**TASK PROMPT**
Reproduce every line of the listing below verbatim and in order, omitting the picture.

**RECORD SET**
_ _ _ _

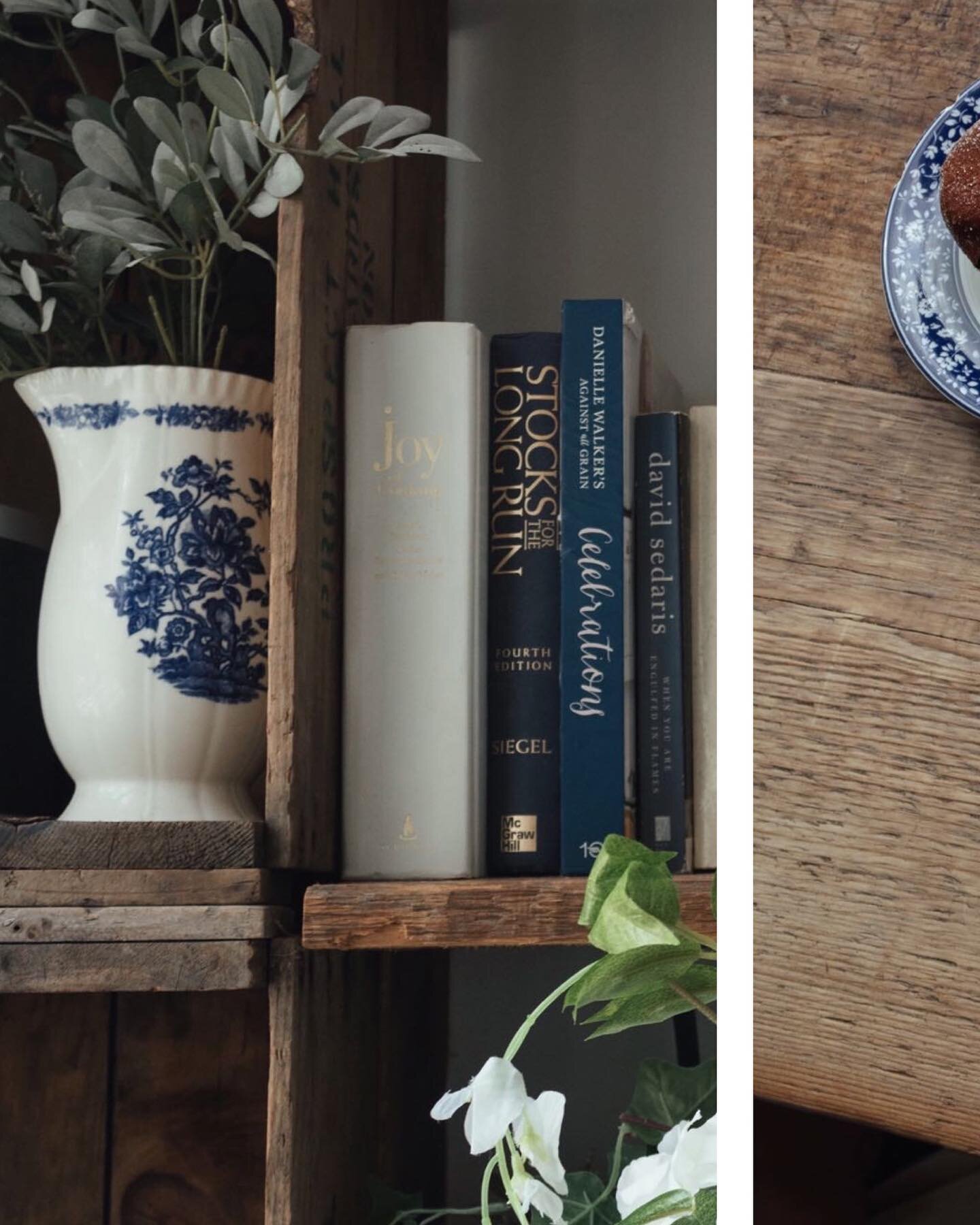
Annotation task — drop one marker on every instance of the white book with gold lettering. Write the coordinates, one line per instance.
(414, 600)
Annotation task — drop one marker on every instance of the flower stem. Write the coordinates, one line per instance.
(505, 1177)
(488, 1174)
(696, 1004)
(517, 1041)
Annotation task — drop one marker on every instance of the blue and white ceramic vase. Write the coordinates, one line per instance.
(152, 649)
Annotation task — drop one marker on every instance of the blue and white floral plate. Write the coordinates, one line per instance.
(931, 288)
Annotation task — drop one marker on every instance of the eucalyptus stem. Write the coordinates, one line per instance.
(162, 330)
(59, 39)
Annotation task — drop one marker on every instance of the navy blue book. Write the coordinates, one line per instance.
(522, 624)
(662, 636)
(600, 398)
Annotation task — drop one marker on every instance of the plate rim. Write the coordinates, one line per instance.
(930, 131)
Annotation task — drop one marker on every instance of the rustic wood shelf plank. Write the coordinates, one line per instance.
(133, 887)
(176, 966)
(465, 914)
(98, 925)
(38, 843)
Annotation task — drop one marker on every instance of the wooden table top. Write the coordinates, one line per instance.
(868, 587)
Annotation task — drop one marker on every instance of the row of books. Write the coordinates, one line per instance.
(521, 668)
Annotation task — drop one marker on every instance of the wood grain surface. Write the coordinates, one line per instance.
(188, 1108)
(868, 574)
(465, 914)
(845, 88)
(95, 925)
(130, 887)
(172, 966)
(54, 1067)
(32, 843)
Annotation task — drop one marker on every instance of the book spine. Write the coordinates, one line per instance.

_ _ _ _

**EXERCISE ANSWER**
Annotation task — drop one marker on every instance of the white book with gold lettering. Write the coordinates, one line per instance.
(414, 600)
Annotation task — drop one marker on every instance of the flower stem. Write the coordinates, one line per instance.
(505, 1177)
(488, 1174)
(696, 1004)
(517, 1041)
Annotation task — drop one marker on every instance of the blue and white ceramic vase. Write the coordinates, one line per instance.
(152, 649)
Annotation task — drop one marker on every instance of the blue and white floral plate. Write the coordinates, one line per instance.
(931, 288)
Annotation task — drop one marker on every instance of the eucalyptus stem. Write the coordinates, one line per instance.
(162, 330)
(59, 39)
Annotation task — drop one marker on every instance of the navy blue book. Write the coordinates, one line per instance.
(522, 624)
(662, 636)
(600, 398)
Annotation task — drop one marker on every instance of the plate rim. Write the coordinates, one line per instance.
(930, 131)
Annotation task — drop one marker on every instance of the rustic wood shelf plank. Write the coordinates, one line per instance.
(133, 887)
(176, 966)
(465, 914)
(98, 925)
(38, 843)
Annotation task — drop one marker on every instance of the wooden table top. Write the coordinates, one line per instance.
(868, 587)
Annotation task — drop one marker on every instance of the row of books. Write the coordinates, one line per instance.
(521, 668)
Annotation task — drop one marker on every instance of the wood grain surface. Write the coordinates, one line per instance.
(188, 1108)
(868, 574)
(465, 914)
(845, 88)
(95, 925)
(130, 887)
(172, 966)
(54, 1067)
(32, 843)
Annotation task — drop one marker on every instance of the book spine. Write the coordinates, one line per instance.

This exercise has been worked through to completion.